→ **TASK GOAL**:
Show every line in the entries below that contains the string "long".

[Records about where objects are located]
begin

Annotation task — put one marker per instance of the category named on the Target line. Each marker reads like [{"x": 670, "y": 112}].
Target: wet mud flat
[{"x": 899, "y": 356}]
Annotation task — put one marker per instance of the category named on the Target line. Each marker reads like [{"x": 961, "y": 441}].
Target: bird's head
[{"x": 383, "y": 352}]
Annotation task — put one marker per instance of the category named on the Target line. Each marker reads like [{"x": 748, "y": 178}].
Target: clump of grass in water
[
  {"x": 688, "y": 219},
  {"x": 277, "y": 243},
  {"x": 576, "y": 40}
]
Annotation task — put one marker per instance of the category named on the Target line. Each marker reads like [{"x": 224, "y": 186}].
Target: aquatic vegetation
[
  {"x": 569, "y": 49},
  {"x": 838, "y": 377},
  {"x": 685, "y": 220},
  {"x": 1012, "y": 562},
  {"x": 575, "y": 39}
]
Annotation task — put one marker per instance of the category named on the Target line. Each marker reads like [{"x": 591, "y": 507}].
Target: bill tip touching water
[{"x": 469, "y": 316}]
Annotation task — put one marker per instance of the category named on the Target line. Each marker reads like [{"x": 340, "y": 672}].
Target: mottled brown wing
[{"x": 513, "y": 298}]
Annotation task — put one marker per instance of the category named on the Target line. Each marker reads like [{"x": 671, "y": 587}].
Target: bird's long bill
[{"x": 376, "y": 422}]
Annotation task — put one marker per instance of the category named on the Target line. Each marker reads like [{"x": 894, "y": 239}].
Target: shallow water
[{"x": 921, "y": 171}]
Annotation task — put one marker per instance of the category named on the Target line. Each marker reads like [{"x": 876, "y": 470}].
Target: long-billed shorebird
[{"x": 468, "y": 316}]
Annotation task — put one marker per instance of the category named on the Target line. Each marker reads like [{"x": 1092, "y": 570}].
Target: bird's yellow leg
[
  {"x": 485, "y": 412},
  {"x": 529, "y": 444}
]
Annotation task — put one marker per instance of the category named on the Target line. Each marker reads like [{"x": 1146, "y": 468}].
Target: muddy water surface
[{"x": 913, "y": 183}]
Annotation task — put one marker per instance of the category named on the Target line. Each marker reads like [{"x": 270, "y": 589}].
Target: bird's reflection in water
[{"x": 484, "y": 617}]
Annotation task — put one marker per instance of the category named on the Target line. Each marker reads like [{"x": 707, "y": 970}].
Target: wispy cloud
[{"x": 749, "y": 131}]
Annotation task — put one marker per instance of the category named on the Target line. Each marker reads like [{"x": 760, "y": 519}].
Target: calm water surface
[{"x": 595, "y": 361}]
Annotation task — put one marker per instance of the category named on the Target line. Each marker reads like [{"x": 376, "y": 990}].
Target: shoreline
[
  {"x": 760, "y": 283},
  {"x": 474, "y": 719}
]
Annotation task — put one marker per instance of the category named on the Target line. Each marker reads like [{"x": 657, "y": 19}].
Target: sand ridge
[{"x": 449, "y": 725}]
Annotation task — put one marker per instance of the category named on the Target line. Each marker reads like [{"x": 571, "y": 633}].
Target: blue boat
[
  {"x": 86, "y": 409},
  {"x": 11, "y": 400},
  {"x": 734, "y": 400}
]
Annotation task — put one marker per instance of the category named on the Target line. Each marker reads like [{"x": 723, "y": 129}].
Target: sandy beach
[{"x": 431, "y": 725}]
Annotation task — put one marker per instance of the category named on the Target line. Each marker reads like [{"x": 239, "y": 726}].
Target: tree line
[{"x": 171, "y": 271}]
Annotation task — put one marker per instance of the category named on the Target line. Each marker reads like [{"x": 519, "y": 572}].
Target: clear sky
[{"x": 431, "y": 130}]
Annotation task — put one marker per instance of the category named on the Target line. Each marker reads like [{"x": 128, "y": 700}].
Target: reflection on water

end

→ **RIGHT ANSWER**:
Target: bird's long bill
Target: long-billed shorebird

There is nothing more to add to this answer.